▶ [Aim of the exercise]: Which lines of the entries contain the string "banner"? Copy each of them.

▶ [Data for this exercise]:
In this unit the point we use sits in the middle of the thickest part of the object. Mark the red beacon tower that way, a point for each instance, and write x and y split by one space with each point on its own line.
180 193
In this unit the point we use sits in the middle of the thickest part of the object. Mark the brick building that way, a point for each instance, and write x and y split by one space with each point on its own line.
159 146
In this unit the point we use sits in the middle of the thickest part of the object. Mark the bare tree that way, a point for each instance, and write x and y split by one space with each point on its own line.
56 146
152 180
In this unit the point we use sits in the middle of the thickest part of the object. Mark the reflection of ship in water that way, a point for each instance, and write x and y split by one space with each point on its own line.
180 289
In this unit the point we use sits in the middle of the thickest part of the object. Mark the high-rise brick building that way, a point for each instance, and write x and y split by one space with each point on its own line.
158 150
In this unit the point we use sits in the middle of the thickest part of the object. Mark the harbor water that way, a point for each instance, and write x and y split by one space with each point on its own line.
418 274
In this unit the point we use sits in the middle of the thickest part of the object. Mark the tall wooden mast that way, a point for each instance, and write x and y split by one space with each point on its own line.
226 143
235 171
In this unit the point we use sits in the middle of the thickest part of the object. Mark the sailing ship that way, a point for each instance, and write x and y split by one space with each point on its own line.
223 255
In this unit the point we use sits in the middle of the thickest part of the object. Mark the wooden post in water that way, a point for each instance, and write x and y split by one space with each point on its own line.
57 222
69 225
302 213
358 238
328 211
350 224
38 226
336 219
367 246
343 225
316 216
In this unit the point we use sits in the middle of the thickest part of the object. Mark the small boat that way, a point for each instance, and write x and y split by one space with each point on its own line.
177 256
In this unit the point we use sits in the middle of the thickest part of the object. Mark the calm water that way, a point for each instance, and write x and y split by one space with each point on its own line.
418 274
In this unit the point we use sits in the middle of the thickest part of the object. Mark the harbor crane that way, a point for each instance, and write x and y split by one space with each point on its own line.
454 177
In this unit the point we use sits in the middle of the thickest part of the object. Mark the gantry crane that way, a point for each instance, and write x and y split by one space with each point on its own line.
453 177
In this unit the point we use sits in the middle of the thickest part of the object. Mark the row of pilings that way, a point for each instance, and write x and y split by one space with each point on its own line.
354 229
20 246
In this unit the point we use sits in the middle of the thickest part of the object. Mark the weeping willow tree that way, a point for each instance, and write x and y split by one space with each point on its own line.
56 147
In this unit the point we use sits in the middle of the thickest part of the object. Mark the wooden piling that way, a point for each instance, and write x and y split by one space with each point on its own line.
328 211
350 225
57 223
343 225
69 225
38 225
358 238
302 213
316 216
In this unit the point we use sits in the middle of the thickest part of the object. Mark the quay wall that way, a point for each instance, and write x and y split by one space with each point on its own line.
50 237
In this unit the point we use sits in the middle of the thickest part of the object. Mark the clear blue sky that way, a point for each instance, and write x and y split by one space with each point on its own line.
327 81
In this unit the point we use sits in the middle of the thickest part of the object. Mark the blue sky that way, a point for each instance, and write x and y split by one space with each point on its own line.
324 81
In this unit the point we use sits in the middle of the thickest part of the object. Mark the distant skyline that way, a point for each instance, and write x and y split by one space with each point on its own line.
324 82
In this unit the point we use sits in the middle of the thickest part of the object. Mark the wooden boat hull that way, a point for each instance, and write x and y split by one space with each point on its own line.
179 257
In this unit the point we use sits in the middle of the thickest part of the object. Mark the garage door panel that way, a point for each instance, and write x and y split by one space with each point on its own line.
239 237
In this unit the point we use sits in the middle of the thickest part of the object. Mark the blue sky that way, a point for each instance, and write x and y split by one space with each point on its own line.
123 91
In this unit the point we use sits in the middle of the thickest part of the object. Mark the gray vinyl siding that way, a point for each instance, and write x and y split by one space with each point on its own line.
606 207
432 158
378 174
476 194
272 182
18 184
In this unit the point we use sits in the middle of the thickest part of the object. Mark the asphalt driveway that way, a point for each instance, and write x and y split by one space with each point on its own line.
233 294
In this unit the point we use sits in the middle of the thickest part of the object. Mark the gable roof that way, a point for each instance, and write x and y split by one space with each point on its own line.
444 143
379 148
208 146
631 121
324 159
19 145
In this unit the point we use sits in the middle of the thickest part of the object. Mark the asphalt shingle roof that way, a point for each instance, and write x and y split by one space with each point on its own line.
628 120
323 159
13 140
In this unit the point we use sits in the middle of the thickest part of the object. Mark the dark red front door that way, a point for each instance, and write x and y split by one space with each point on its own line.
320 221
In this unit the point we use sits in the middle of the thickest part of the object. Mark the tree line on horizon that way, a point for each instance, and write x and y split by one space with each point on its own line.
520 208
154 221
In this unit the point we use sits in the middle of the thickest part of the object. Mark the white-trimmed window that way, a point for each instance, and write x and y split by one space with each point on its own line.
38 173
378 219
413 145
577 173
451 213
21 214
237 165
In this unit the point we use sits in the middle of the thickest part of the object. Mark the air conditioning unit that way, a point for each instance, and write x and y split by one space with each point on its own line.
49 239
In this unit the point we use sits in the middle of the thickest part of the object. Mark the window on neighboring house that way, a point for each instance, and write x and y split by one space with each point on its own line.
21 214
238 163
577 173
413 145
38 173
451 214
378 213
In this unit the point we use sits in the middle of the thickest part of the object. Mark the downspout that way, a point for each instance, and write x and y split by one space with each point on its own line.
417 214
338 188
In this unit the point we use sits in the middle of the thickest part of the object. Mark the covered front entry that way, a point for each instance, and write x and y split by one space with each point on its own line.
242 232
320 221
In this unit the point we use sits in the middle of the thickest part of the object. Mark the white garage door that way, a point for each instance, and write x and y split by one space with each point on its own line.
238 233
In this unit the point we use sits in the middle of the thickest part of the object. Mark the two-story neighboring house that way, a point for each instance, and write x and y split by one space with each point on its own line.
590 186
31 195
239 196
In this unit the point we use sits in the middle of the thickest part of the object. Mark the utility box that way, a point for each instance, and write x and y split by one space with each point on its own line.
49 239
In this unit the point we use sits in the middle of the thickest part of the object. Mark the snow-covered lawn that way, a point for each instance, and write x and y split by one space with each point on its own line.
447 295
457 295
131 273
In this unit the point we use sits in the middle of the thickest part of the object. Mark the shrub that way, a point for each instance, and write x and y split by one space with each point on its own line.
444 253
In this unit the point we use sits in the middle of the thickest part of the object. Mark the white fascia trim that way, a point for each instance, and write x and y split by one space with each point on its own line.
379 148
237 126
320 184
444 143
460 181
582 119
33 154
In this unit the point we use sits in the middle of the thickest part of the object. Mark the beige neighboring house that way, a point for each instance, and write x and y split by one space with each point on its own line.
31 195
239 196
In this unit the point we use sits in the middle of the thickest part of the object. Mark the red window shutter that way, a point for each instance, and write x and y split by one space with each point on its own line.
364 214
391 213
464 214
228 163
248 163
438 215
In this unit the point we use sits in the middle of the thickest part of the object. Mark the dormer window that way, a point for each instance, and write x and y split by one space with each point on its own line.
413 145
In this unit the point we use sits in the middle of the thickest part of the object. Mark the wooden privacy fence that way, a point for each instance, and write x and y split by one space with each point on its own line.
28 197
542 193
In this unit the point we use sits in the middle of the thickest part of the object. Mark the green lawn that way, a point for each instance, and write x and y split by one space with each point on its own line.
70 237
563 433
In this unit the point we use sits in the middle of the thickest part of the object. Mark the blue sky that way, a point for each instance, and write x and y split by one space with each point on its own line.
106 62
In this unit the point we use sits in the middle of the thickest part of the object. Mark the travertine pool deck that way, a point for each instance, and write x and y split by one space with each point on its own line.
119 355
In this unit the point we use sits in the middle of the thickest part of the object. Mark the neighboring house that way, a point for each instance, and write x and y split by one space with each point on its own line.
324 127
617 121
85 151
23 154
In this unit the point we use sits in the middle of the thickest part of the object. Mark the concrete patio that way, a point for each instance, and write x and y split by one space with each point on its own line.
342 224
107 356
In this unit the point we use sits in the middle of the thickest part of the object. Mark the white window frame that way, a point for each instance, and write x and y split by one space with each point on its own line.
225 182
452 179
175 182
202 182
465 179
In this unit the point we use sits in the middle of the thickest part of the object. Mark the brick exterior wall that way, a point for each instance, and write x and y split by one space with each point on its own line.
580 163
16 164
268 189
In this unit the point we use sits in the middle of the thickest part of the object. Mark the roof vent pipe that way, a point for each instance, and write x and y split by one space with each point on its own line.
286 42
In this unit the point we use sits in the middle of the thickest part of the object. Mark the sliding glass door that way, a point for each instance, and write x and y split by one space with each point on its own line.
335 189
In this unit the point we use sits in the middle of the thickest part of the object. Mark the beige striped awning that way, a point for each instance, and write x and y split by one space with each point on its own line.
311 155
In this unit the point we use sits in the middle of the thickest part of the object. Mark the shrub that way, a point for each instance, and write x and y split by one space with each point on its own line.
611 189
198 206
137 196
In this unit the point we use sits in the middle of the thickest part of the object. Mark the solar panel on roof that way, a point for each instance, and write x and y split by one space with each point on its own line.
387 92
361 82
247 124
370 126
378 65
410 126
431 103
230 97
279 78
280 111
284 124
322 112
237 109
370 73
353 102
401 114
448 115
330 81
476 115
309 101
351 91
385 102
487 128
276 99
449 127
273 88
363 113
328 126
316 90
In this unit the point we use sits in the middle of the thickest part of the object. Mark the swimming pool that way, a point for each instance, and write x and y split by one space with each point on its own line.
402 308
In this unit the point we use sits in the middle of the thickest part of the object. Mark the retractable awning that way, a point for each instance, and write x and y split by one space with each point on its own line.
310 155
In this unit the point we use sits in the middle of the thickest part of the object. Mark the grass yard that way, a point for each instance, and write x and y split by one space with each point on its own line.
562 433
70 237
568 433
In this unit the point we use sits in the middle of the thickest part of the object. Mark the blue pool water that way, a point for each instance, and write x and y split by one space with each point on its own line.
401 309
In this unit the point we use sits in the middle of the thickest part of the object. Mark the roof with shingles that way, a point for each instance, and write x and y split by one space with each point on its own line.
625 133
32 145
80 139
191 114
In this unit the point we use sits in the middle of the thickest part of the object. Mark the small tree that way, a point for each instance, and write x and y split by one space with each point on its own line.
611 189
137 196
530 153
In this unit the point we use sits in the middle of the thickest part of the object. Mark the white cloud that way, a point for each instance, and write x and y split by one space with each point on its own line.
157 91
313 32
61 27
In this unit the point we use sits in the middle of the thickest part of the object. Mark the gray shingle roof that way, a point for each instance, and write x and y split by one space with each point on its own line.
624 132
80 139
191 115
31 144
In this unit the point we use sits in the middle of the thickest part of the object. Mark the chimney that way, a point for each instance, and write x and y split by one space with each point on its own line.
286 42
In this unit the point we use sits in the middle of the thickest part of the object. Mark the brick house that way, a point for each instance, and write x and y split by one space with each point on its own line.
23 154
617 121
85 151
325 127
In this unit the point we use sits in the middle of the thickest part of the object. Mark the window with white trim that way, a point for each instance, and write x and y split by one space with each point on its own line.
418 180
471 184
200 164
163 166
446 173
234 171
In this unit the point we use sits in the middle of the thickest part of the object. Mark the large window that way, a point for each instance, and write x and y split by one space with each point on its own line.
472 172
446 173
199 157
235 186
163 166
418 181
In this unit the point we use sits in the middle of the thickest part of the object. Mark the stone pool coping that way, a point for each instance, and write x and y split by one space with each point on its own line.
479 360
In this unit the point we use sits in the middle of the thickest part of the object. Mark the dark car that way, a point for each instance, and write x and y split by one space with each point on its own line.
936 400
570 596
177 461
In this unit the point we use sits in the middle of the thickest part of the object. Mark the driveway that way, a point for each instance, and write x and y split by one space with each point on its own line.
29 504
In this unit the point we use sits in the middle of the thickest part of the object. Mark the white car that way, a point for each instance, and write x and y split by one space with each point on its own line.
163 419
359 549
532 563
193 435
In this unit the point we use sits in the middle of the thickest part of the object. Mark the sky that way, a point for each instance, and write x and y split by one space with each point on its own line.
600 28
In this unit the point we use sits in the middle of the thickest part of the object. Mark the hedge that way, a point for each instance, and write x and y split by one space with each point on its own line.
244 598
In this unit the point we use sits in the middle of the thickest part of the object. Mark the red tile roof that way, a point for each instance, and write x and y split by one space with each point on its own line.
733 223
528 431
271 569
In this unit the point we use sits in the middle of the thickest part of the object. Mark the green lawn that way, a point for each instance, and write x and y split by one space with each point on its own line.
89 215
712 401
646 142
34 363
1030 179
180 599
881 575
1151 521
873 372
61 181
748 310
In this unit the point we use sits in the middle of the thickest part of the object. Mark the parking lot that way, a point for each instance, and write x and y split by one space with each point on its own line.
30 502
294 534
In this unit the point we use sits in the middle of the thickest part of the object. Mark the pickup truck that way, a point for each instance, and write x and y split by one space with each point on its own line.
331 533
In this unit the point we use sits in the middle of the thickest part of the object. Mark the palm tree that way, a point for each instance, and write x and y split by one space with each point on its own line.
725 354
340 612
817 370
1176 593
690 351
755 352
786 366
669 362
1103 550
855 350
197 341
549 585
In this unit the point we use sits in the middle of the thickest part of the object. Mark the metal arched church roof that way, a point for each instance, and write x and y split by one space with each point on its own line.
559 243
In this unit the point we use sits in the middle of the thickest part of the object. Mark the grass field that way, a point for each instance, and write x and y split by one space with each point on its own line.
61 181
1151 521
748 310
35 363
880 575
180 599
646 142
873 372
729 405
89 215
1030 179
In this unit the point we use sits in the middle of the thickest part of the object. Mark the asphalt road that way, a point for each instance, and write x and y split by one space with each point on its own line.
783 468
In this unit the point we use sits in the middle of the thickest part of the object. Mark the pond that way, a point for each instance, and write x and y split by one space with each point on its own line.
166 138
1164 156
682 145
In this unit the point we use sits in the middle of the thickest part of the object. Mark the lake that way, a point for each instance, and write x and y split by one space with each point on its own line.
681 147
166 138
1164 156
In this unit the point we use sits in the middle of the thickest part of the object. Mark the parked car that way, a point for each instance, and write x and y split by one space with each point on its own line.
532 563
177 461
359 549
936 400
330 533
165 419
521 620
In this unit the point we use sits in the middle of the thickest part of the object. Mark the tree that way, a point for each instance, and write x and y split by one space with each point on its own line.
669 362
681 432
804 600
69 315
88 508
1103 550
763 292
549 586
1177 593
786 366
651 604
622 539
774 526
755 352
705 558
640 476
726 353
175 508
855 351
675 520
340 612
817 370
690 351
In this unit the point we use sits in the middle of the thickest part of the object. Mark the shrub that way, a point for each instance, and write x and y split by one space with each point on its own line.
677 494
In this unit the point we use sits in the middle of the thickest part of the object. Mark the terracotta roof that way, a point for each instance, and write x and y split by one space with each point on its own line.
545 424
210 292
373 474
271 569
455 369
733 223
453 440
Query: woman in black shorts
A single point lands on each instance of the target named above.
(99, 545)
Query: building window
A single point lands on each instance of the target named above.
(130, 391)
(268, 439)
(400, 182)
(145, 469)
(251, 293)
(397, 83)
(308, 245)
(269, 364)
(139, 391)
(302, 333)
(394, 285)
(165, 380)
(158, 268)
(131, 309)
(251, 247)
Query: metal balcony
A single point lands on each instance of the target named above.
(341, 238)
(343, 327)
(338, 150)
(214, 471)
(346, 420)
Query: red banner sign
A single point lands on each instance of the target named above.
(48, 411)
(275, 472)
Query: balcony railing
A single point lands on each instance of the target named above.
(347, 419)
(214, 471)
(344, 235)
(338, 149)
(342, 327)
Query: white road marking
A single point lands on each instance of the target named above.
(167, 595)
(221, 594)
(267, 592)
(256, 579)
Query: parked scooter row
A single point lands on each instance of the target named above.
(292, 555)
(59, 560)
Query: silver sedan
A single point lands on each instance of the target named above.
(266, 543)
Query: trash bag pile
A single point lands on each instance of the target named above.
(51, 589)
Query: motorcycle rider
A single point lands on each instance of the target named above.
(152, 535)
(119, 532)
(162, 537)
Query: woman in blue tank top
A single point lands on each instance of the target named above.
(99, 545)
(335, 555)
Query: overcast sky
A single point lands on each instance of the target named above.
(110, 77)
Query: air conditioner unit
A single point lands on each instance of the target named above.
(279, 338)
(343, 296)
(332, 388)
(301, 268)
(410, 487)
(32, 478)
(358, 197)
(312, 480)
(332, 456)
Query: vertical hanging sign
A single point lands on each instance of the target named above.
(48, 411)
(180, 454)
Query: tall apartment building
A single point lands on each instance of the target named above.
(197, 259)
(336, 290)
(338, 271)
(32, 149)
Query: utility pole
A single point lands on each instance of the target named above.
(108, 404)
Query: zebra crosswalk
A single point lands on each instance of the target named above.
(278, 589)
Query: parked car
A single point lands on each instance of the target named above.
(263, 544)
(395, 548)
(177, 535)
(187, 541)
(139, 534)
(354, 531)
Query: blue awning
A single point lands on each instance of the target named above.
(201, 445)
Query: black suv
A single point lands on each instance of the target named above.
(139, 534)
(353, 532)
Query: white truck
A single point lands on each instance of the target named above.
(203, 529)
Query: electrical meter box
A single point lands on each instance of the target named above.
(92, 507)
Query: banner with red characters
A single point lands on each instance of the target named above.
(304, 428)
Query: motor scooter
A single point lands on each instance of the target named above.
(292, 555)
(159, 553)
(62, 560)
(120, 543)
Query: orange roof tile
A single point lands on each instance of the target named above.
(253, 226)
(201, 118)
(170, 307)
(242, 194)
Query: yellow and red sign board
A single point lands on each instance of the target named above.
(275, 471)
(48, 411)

▶ [Output below]:
Query: red banner sign
Query: banner with red characters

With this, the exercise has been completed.